— Required tasks —
a - Revise the passage on driving in Rome from "My advice: if" up to and including "little by Metro/subway).", putting "Umbria" wherever "Tuscany" appears.
b - Write the next part of the passage on driving in Rome, starting after its last sentence.

— Selected excerpt —
══════

OK, so it's not that bad, but it is chaotic, frustrating, and intensely stressful. Romans, it is often said, drive like maniacs, but this isn't entirely true. Only half of them drive like maniacs. The other half are merely driving extremely aggressively and according to Italian traffic laws and norms, which you simply aren't used to.

My advice: if you do arrive by car, fight your way to your hotel garage or a public lot (detailed below), dispose of the car as quickly as possible, and spend your time in Rome blessedly car-free. (Similarly, if you are planning to rent a car for part of your Italy vacation—perhaps to visit hilltowns of Tuscany en route to Florence —arrange to pick it up on your last day in Rome and use it only to drive out of the city.)

Rome is not a city to drive in. There simply is no street parking in the historic center, and everything you want to see you can get to by foot or on public transportation (mostly by bus, a little by Metro/subway).

══════

(Point-labeling examples)
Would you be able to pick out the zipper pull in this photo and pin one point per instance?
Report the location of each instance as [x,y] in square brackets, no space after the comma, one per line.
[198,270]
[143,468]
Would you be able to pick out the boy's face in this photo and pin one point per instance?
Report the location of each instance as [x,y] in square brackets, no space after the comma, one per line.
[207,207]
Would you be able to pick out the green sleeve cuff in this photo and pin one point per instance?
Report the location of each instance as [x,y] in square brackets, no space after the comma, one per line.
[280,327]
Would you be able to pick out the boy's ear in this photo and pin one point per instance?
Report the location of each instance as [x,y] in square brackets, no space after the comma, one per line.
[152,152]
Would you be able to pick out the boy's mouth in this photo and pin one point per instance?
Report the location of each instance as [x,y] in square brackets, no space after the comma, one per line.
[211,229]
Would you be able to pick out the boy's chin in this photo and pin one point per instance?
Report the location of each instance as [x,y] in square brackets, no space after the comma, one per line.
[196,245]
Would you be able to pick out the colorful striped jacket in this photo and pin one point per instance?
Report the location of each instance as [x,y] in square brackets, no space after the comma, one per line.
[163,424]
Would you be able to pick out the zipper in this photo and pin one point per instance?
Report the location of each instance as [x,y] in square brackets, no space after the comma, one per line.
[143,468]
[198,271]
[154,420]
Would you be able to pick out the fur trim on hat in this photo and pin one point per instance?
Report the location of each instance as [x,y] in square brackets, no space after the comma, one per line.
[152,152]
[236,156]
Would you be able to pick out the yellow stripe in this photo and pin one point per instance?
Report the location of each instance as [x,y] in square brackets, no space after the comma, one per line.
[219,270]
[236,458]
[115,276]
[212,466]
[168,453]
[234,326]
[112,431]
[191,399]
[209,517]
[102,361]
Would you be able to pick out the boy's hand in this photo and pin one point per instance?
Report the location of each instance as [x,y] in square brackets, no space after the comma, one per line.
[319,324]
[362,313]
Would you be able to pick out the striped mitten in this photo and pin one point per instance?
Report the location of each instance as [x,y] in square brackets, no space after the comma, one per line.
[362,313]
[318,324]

══════

— Answers in order —
a -
My advice: if you do arrive by car, fight your way to your hotel garage or a public lot (detailed below), dispose of the car as quickly as possible, and spend your time in Rome blessedly car-free. (Similarly, if you are planning to rent a car for part of your Italy vacation—perhaps to visit hilltowns of Umbria en route to Florence —arrange to pick it up on your last day in Rome and use it only to drive out of the city.)

Rome is not a city to drive in. There simply is no street parking in the historic center, and everything you want to see you can get to by foot or on public transportation (mostly by bus, a little by Metro/subway).

b -
I will be brutally blunt: driving into Rome when you first arrive, or out of it when you are ready to leave: that's fine. But anyone who decides to drive around Rome for sightseeing purposes is an idiot.

Parking in Rome

Your hotel might have a garage or an arrangement with one (though it'll be expensive—on the order of €30 to €50 a day), or you might be lucky enough to be staying in one of the few scraps of the historic center that hasn't yet been designated a zona blu—most of the city's parking spaces have been painted with blue stripes, meaning you must pay a parking meter (often a box at the end of the block; you feed it coins—usually €1 an hour—and it gives you a slip to leave on the dashboard).

The biggest public garage is the Parcheggio Borghese (tel. +39-6-322-5934, www.sabait.it) under the Villa Borghese park in the northeast corner of town. Its entrance is on Viale del Muro Torto, which leads off into the park from the traffic circle at Porta Pinciana (the gateway through the ancient brick wall at the top of Via Veneto). This garage is open 24 hours. Rates run €2 per hour, or €18 per day.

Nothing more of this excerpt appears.